Exercise directions -
Quote the listing below in its entirety, omitting every image.

Provided data -

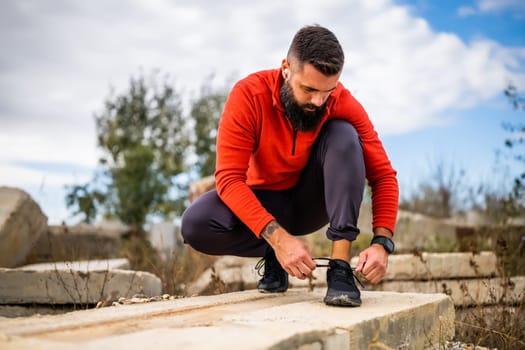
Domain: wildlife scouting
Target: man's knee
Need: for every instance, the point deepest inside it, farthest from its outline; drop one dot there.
(191, 225)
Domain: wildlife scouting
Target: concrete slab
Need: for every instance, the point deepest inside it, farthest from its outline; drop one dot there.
(466, 292)
(239, 273)
(434, 266)
(81, 265)
(297, 319)
(74, 287)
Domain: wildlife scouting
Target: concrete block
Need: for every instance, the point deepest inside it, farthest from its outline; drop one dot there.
(465, 292)
(21, 223)
(166, 238)
(430, 266)
(246, 320)
(82, 265)
(74, 287)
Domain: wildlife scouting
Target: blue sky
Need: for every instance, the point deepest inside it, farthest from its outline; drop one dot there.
(431, 75)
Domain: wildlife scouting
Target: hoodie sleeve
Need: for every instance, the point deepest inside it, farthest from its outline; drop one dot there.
(236, 140)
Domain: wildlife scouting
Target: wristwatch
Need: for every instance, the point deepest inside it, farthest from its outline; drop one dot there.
(386, 242)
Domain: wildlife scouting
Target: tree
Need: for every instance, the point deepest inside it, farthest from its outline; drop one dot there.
(438, 197)
(516, 139)
(143, 138)
(206, 112)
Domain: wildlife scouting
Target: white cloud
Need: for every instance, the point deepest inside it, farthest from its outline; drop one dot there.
(498, 5)
(59, 59)
(492, 6)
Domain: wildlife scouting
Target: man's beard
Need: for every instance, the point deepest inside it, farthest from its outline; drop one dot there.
(300, 118)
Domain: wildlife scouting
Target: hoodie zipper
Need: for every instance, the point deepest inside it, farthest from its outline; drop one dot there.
(293, 142)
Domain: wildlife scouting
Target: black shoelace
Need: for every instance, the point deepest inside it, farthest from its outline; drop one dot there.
(260, 264)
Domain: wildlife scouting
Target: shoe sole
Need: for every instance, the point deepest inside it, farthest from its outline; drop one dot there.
(342, 300)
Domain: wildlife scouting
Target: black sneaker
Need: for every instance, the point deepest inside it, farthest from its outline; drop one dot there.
(274, 279)
(342, 290)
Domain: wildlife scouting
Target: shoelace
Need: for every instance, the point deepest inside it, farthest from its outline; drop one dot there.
(260, 264)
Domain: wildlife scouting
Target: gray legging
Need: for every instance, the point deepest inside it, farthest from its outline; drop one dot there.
(330, 190)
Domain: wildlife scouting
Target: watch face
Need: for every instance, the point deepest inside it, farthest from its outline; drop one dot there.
(387, 243)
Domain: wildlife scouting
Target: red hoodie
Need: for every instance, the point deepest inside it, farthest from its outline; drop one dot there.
(257, 147)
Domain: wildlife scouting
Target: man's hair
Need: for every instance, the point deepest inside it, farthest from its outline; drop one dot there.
(319, 47)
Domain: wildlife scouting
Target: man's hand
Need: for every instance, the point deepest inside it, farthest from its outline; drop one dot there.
(291, 252)
(373, 261)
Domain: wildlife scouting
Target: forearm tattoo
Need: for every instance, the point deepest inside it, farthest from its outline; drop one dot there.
(269, 230)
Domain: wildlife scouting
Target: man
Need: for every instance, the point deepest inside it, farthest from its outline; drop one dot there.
(293, 150)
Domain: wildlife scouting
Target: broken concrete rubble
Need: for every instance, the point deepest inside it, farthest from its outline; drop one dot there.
(21, 224)
(18, 286)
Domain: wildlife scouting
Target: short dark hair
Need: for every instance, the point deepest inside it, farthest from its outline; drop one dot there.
(319, 47)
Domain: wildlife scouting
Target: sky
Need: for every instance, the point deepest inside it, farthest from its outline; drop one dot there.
(430, 74)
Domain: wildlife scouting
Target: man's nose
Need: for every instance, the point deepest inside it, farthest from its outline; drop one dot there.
(317, 99)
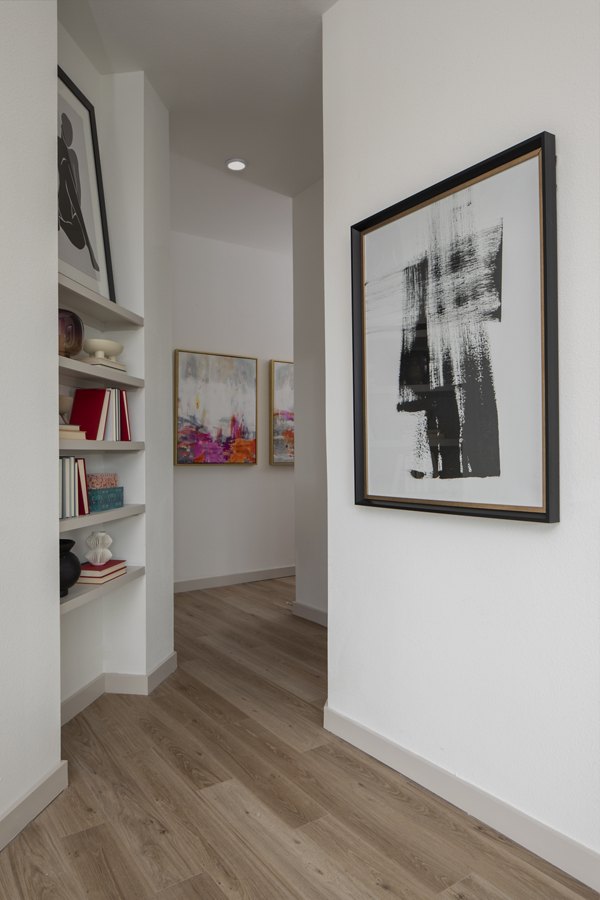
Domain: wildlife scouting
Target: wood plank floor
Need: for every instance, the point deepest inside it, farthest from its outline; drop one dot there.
(223, 784)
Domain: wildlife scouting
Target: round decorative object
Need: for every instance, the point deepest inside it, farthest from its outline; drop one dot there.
(70, 333)
(70, 567)
(98, 542)
(102, 348)
(64, 406)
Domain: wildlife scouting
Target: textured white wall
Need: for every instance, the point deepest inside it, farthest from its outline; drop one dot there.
(29, 633)
(223, 206)
(233, 298)
(158, 369)
(471, 643)
(310, 475)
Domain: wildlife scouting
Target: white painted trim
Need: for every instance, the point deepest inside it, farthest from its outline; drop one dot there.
(32, 803)
(162, 671)
(116, 683)
(311, 613)
(200, 584)
(125, 683)
(572, 857)
(78, 701)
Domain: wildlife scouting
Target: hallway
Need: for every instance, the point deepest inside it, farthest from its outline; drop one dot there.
(223, 784)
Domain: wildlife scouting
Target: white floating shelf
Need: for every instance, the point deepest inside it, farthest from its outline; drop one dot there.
(94, 309)
(77, 373)
(80, 594)
(110, 515)
(99, 446)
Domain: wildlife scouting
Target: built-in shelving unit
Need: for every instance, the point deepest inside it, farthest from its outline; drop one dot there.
(109, 515)
(81, 594)
(99, 314)
(75, 373)
(78, 447)
(94, 309)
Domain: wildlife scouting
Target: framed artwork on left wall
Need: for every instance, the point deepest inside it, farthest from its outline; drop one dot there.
(215, 409)
(83, 245)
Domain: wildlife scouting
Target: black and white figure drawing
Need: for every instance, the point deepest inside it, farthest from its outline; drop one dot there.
(70, 211)
(450, 316)
(83, 247)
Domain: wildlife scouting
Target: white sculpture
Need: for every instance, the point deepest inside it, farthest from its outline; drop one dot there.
(98, 542)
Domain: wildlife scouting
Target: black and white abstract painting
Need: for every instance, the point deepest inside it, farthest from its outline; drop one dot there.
(83, 249)
(451, 376)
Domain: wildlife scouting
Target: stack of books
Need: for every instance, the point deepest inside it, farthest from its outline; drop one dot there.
(103, 413)
(70, 433)
(91, 574)
(103, 491)
(74, 500)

Solution to this task -
Domain: wildlife scouting
Target: man's knee
Need: for every instance, the point deepest inside it, farthest from its outline; drop one dot there.
(191, 225)
Domain: wildlife scouting
Target: concrete slab
Need: for every instance, the point deepest inside it, farthest from its outline; drop one dot there.
(466, 292)
(239, 273)
(434, 266)
(81, 265)
(297, 319)
(74, 287)
Domain: wildlife scouting
Target: concrete block
Need: for every instance, the point deepest inside it, farthest from its outline; drop one dot there.
(465, 292)
(21, 223)
(166, 238)
(430, 266)
(246, 320)
(82, 265)
(74, 287)
Domain: wildlife scouting
Target: blue sky
Need: for every instance, the point deepest inside it, farthest from its outline; drop one dot there.
(431, 75)
Domain: wildlife scouting
Target: hoodie sleeve
Need: for every instance, the point deepest inside it, farthest from its outline; drop one dot there.
(236, 140)
Domain: wildlife scouting
Target: wristwatch
Need: for every instance, the point deepest inside it, farthest from its outline; drop one dot there.
(386, 242)
Domain: wildlife scouting
Target: tree
Need: for every instance, the point deepest inside it, farthest from its outline; drop one dot there.
(438, 197)
(516, 139)
(143, 138)
(206, 112)
Domain: wildlife scouting
Target: white cloud
Need: for every instance, the point deepest inside it, farthest from its outline; drop one dot there.
(498, 5)
(59, 59)
(492, 6)
Domain: wildlife scouting
Target: man's beard
Need: for every instance, the point deepest inside it, farthest from its outline; drop one dot there.
(300, 118)
Domain: wildlife scouting
Target: hoodie zipper
Need: for every instance, the point deepest inside it, farthest from its outline; drop one dot there.
(293, 142)
Domain: wildlife scouting
Target: black shoelace
Need: for every instance, the point deepest inside it, farthest from its outline; drop one dot there.
(260, 264)
Domain: wildlife scouting
Target: shoe sole
Need: for every instance, the point deepest inside it, farthest from its outline; drop one dot there.
(342, 300)
Domain: wildlife scouting
Target: black sneaker
Need: for every instance, the point deepest inside it, farthest from its outline; drop one dot there.
(274, 279)
(342, 290)
Domain: wildlife scouting
Target: shoelace
Need: for every instance, the point deepest inside it, farthest from its outline; drop one dot there.
(260, 264)
Domain: wildlife scouting
Target: gray legging
Need: for every instance, the point deepest inside it, farthest from its outline; drop one dot there.
(330, 190)
Domain: wildlife scouting
Target: watch face
Need: for every instance, the point deepest inside it, farthest from its outline; drop one dot there.
(387, 243)
Domain: wildlife scouting
Target: red hoodie
Need: for every instance, the point deepest inside it, farthest from its outline; drop one dot there.
(257, 147)
Domain: wildlife scouting
Target: man's hair
Need: for every instance, the point deepest inside it, farthest from its outline; drop one dot there.
(319, 47)
Domain: wildlife scouting
Target: man's hand
Need: for every instance, the point deepest inside it, farthest from its outline; drop one dot there.
(291, 252)
(373, 261)
Domain: wildlife scouting
Target: forearm tattoo
Need: for every instance, the point deepest inside it, farthest from its outline; drop one dot there.
(269, 230)
Domain: wildlife scouting
Target: man
Need: for every instance, the point deepest inside it, farthest from its outline; drop one dot there.
(293, 150)
Domain: wildlife scouting
Target: broken concrete rubble
Need: for every instance, the point deepest inside it, farthest from its outline; drop one dot there.
(21, 224)
(18, 286)
Domain: wildlife scouting
Target: short dark hair
Need: for every instance, the point deepest inside it, farthest from its outline; drop one dot there.
(319, 47)
Domain: wildlife scouting
Target: sky
Need: for every instance, the point deepest inside it, farthest from its outline; drop one dot there.
(430, 74)
Domain: wildlife scouting
Target: man's nose
Need: for every instance, the point deepest inside it, farthest from its outline; drop one dot there.
(317, 99)
Domain: wildlife scouting
Target: wood plank floor
Need: for every instance, the point deepest inside it, farthest from its outline; drop one dot there.
(223, 784)
Domain: wildlife scouting
Target: round decorative object
Need: for every instance, the point deepest inside it, farthest from its outline; drop one dot there.
(70, 333)
(70, 567)
(98, 542)
(102, 348)
(64, 406)
Domain: wildlife scouting
Target: textured white wall
Need: for every instance, the point deepest inside it, farthest from its outline; drop one dot there.
(29, 633)
(223, 206)
(233, 298)
(158, 369)
(471, 643)
(310, 475)
Domain: wildlife scouting
Target: white painted trim
Need: for every instance, the point deepest inside it, farthest from its outline; drop one dot there.
(32, 803)
(162, 671)
(116, 683)
(311, 613)
(200, 584)
(125, 683)
(572, 857)
(78, 701)
Domain: wildlife scouting
Target: hallway
Need: for every instance, the point deepest inside it, farthest from its outline; drop one dot there.
(223, 784)
Domain: wildlife scouting
Target: white floating shelf
Need: for every instance, the point deepest inside it, farthest from its outline; drop one dot there.
(94, 309)
(77, 373)
(80, 594)
(110, 515)
(99, 446)
Domain: wildlife scouting
Target: built-in shelving unit
Need: for every instance, the point deepest inside it, farthest from its outline; drop one dot there.
(109, 515)
(81, 594)
(99, 314)
(75, 373)
(78, 447)
(94, 309)
Domain: wildlife scouting
Target: framed artwork on left wall
Need: for every instance, the point deepest inside it, farthest from its outline; drop one dot there.
(215, 409)
(83, 245)
Domain: wildlife scouting
Target: black and white figure drawing
Need: for every instance, the point deepest inside it, farthest from its outline; drop one dot there.
(70, 211)
(450, 316)
(83, 247)
Domain: wildlife scouting
Target: white sculpture
Need: for every instance, the point deepest inside it, farthest from its outline; drop one dot there.
(98, 542)
Domain: wildlife scouting
Target: black and white abstract painting
Need: for every instance, the point deepest inside it, farthest from its outline; drop one dot there.
(83, 249)
(451, 376)
Domain: wildlife scouting
Target: stack of books
Need: for every instance, the point deepest inside it, farthest from its outline; drop one dot there.
(103, 413)
(70, 433)
(91, 574)
(103, 491)
(74, 500)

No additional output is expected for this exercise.